((
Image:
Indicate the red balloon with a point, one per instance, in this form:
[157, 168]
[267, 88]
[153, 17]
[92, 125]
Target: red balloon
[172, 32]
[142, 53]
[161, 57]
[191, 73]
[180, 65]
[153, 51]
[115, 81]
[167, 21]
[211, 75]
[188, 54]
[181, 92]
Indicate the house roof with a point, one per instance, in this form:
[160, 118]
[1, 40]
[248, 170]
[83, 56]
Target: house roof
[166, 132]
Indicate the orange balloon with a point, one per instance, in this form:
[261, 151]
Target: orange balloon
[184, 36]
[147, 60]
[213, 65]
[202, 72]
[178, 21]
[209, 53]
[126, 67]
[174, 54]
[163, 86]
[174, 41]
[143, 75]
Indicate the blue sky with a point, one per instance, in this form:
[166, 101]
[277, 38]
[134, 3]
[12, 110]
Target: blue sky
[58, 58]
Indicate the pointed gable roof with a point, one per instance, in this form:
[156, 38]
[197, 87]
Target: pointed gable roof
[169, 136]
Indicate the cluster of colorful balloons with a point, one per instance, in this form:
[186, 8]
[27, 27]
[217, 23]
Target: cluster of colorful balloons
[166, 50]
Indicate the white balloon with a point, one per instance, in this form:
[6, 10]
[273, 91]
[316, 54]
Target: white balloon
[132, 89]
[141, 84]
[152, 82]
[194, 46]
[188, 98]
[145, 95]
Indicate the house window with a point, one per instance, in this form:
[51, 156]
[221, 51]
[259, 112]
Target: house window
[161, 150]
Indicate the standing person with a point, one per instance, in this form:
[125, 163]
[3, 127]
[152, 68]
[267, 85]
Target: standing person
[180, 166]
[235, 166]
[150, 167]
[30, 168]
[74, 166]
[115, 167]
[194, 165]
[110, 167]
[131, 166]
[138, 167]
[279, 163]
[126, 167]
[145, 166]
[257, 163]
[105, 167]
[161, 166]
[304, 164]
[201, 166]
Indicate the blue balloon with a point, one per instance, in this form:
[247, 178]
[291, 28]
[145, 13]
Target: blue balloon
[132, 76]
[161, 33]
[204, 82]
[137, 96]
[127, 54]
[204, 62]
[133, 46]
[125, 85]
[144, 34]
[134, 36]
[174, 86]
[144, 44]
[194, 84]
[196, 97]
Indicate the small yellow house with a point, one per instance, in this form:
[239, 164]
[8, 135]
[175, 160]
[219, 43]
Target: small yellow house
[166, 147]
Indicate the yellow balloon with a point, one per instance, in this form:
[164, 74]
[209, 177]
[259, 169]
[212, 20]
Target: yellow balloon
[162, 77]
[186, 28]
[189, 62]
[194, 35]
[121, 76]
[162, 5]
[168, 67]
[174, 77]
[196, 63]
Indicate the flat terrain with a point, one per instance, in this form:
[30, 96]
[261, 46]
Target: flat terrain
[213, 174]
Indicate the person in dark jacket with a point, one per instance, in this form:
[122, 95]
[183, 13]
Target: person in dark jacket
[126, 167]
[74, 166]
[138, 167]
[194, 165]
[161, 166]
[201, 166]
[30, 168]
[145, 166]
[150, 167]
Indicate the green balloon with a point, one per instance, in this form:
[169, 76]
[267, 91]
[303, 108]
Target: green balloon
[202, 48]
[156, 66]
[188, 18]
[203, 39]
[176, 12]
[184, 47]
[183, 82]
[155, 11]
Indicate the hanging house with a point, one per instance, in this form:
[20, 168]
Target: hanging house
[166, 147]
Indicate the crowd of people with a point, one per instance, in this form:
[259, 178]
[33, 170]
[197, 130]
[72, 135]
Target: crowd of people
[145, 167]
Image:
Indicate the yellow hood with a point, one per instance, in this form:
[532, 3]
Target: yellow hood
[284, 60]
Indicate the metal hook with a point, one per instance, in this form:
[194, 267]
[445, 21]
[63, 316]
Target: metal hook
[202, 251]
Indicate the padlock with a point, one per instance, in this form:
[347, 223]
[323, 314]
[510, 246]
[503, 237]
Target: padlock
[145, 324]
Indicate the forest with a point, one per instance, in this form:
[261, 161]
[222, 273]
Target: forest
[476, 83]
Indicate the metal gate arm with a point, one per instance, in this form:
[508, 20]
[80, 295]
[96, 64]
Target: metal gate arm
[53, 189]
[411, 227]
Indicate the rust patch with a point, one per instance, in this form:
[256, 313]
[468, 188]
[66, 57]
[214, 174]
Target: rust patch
))
** WORK REQUIRED **
Turn all of the lines above into a JSON list of strings, with one string for each line and no blank lines included.

** FINISHED ANSWER **
[
  "Image:",
  "Indicate the red balloon with a point, one per instance, in this form:",
  "[157, 168]",
  "[267, 88]",
  "[153, 17]",
  "[92, 125]",
  "Target: red balloon",
  "[172, 32]",
  "[142, 53]",
  "[161, 57]",
  "[191, 73]",
  "[180, 65]",
  "[153, 51]",
  "[115, 81]",
  "[167, 21]",
  "[211, 75]",
  "[188, 54]",
  "[181, 92]",
  "Indicate the house roof with a point, one per instance, in this form:",
  "[160, 118]",
  "[1, 40]",
  "[248, 170]",
  "[83, 56]",
  "Target: house roof",
  "[166, 132]",
  "Indicate the orange balloon with a point, one per instance, in this form:",
  "[261, 151]",
  "Target: orange balloon",
  "[184, 36]",
  "[147, 60]",
  "[213, 65]",
  "[202, 72]",
  "[178, 21]",
  "[209, 53]",
  "[126, 67]",
  "[174, 54]",
  "[163, 86]",
  "[174, 41]",
  "[143, 75]",
  "Indicate the blue sky with a point, one per instance, in this form:",
  "[166, 101]",
  "[277, 38]",
  "[134, 3]",
  "[12, 110]",
  "Target: blue sky",
  "[58, 58]",
  "Indicate the pointed gable roof with a point, one per instance, in this form:",
  "[156, 38]",
  "[197, 87]",
  "Target: pointed gable roof",
  "[169, 136]",
  "Indicate the cluster of colorful balloons with a point, one per instance, in this form:",
  "[186, 8]",
  "[27, 27]",
  "[217, 23]",
  "Target: cluster of colorful balloons",
  "[166, 50]",
  "Indicate the white balloon with a point, one per instance, in this form:",
  "[6, 10]",
  "[273, 91]",
  "[316, 54]",
  "Target: white balloon",
  "[132, 89]",
  "[141, 84]",
  "[152, 82]",
  "[194, 46]",
  "[188, 98]",
  "[145, 95]",
  "Indicate the house window with a point, one per instance, in this form:",
  "[51, 156]",
  "[221, 51]",
  "[259, 112]",
  "Target: house window",
  "[161, 150]",
  "Indicate the standing person with a point, one per instance, in this form:",
  "[125, 163]",
  "[3, 127]",
  "[152, 68]",
  "[267, 85]",
  "Target: standing person",
  "[180, 166]",
  "[235, 166]",
  "[150, 167]",
  "[30, 168]",
  "[74, 166]",
  "[115, 167]",
  "[194, 165]",
  "[110, 167]",
  "[131, 166]",
  "[138, 167]",
  "[279, 163]",
  "[126, 167]",
  "[145, 166]",
  "[257, 163]",
  "[105, 167]",
  "[161, 166]",
  "[304, 164]",
  "[201, 166]",
  "Indicate the blue balloon with a point, one per instance, in this form:",
  "[247, 178]",
  "[291, 28]",
  "[145, 13]",
  "Target: blue balloon",
  "[132, 76]",
  "[161, 33]",
  "[204, 82]",
  "[137, 96]",
  "[127, 54]",
  "[204, 62]",
  "[133, 46]",
  "[125, 85]",
  "[144, 34]",
  "[134, 36]",
  "[174, 86]",
  "[144, 44]",
  "[194, 84]",
  "[196, 97]",
  "Indicate the small yellow house with a point, one per instance, in this form:",
  "[239, 164]",
  "[8, 135]",
  "[175, 160]",
  "[219, 43]",
  "Target: small yellow house",
  "[166, 147]",
  "Indicate the yellow balloon with a point, one per instance, in this form:",
  "[164, 74]",
  "[209, 177]",
  "[259, 169]",
  "[212, 20]",
  "Target: yellow balloon",
  "[162, 77]",
  "[186, 28]",
  "[189, 62]",
  "[194, 35]",
  "[121, 76]",
  "[162, 5]",
  "[168, 67]",
  "[174, 77]",
  "[196, 63]",
  "Indicate the flat terrain with a point, one per instance, in this form:",
  "[30, 96]",
  "[261, 46]",
  "Target: flat terrain",
  "[213, 174]",
  "Indicate the person in dark jacket with a point, one per instance, in this form:",
  "[122, 95]",
  "[183, 13]",
  "Target: person in dark jacket",
  "[126, 167]",
  "[74, 166]",
  "[138, 167]",
  "[194, 165]",
  "[161, 166]",
  "[201, 166]",
  "[30, 168]",
  "[145, 166]",
  "[150, 167]",
  "Indicate the green balloon with a point, one per instance, in this form:",
  "[169, 76]",
  "[267, 91]",
  "[303, 108]",
  "Target: green balloon",
  "[202, 48]",
  "[156, 66]",
  "[188, 18]",
  "[203, 39]",
  "[176, 12]",
  "[184, 47]",
  "[183, 82]",
  "[155, 11]",
  "Indicate the hanging house with a point, one per instance, in this form:",
  "[20, 168]",
  "Target: hanging house",
  "[166, 147]",
  "Indicate the crowd of people with a point, one per instance, in this form:",
  "[259, 178]",
  "[33, 170]",
  "[197, 130]",
  "[72, 135]",
  "Target: crowd of people",
  "[145, 167]",
  "Image:",
  "Indicate the yellow hood with a point, one per instance, in this form:",
  "[532, 3]",
  "Target: yellow hood",
  "[284, 60]",
  "Indicate the metal hook with a point, one per instance, in this form:",
  "[194, 267]",
  "[445, 21]",
  "[63, 316]",
  "Target: metal hook",
  "[202, 251]",
  "Indicate the padlock with a point, one per instance, in this form:",
  "[347, 223]",
  "[323, 314]",
  "[510, 246]",
  "[503, 237]",
  "Target: padlock",
  "[145, 324]",
  "Indicate the forest with a point, one per instance, in this form:",
  "[261, 161]",
  "[222, 273]",
  "Target: forest",
  "[476, 83]",
  "Indicate the metal gate arm with a point, one per instance, in this form:",
  "[508, 20]",
  "[80, 295]",
  "[96, 64]",
  "Target: metal gate arm",
  "[53, 189]",
  "[411, 227]",
  "Indicate the rust patch with a point, one per instance, in this form:",
  "[256, 313]",
  "[468, 188]",
  "[66, 57]",
  "[214, 174]",
  "Target: rust patch"
]